DOCUMENT TEXT: Begin
After my semester in Tuebingen (Germany), for some time I said that I aspired to someday be a nerd like my friend "Molly the Rhodes Scholar," to have her work ethic and patience for study and detail, to be writing or co-writing papers that earned me scholarships to present at conferences in exotic locales like, say, Rome. I was going to be a professor in my ivory tower with my little circle of admiring students, etc., etc.

Then I joined the Peace Corps, which, as I was saying to someone in the group yesterday, I don't consider a "real" job because it's so much more intense than any real job, with the long hours, the language and cultural barriers, the lack of amenities like cheddar cheese (damn the Danish media!) and tank tops (depending on where you're posted). In the Peace Corps, despite all its frustrations and disappointments, from time to time I produced real, immediate results (and hopefully long-term ones, too) that made other people's lives better.

When I got to grad school, academia had lost almost all its appeal to me. I didn't want to be a nerd in my ivory tower. That's great for the Mollys of the world, and lots of other people I know who find real satisfaction in academic pursuits. But I myself couldn't help but feel that all I did was sit and read and write and talk, but I didn't DO anything, and what results I had were for my own benefit. It seemed selfish. Sure, I needed those two years of grad school to be qualified for really effective work in that future "real" job, in order to make significant positive impacts on other people's lives, but I felt trapped in that ivory tower.
DOCUMENT TEXT: End
PROVIDED MATERIAL: Begin
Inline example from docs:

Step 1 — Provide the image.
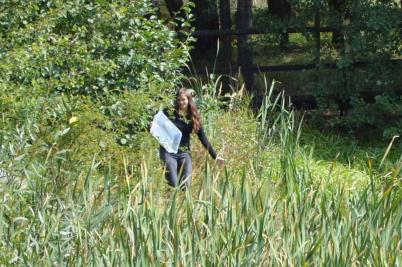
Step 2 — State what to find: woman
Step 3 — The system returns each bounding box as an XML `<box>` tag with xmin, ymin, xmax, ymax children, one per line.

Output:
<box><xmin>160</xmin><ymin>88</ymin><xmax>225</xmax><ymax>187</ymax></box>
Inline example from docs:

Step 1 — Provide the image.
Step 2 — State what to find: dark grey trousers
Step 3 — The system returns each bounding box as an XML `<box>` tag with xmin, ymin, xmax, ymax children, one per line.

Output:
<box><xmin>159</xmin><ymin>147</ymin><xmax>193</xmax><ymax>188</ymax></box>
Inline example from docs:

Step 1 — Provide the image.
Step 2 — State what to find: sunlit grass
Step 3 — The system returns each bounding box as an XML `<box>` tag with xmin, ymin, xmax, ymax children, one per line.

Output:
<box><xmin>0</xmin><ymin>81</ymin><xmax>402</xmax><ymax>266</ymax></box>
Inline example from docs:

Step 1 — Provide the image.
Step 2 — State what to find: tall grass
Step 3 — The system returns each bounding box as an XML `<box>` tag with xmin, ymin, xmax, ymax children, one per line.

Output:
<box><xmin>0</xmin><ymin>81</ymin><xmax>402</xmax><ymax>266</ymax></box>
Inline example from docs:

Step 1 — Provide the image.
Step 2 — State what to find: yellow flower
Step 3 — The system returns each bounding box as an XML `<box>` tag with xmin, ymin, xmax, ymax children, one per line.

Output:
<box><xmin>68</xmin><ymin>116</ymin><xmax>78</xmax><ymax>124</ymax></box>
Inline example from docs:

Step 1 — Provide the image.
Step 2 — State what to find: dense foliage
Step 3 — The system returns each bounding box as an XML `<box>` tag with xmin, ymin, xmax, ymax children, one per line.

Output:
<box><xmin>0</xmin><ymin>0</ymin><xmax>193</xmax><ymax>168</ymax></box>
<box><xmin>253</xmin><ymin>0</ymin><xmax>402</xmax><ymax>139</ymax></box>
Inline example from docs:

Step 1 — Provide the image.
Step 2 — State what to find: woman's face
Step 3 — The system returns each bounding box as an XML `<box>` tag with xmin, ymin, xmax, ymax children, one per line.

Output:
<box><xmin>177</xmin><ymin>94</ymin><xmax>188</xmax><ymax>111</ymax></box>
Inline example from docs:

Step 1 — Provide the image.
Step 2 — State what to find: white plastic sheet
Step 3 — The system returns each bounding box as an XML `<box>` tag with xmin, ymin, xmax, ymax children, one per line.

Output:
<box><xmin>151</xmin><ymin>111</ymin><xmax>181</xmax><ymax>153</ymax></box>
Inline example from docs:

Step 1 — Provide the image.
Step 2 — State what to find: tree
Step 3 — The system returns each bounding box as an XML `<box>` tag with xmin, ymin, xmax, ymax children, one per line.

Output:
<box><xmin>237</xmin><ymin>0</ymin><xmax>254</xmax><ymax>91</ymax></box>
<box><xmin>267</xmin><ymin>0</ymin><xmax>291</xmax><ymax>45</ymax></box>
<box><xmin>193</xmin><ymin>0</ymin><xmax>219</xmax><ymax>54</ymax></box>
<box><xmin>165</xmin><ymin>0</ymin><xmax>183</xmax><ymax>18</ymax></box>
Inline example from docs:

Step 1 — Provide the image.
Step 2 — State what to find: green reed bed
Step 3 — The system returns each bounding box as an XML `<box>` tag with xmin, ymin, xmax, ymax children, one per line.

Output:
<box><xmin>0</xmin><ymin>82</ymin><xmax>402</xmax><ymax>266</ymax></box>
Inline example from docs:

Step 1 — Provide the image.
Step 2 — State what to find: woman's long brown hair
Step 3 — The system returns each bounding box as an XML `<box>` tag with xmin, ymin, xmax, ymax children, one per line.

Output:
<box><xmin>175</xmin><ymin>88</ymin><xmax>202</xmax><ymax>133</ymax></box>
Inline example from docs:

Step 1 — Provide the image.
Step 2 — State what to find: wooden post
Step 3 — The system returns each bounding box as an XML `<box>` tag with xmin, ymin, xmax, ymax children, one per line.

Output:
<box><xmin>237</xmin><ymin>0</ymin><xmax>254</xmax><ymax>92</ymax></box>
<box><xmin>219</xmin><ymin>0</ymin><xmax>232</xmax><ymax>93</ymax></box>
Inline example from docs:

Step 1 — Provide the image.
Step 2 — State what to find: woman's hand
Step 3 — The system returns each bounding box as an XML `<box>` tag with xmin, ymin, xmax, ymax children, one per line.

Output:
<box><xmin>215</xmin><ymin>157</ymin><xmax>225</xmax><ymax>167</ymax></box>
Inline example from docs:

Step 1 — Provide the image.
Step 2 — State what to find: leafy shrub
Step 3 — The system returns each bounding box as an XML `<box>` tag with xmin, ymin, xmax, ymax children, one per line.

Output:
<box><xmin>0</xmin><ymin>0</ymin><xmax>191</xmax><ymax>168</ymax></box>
PROVIDED MATERIAL: End
■ EXERCISE DETAILS ■
Answer these questions from the text about grad school and the Peace Corps:
(a) In what town and country did the writer spend a semester?
(b) What two missing amenities of Peace Corps life does the text name?
(c) How many years of grad school does the writer say were needed?
The lines have nothing to do with the text.

■ EXERCISE SOLUTION ■
(a) Tuebingen, Germany
(b) Cheddar cheese and tank tops
(c) Two years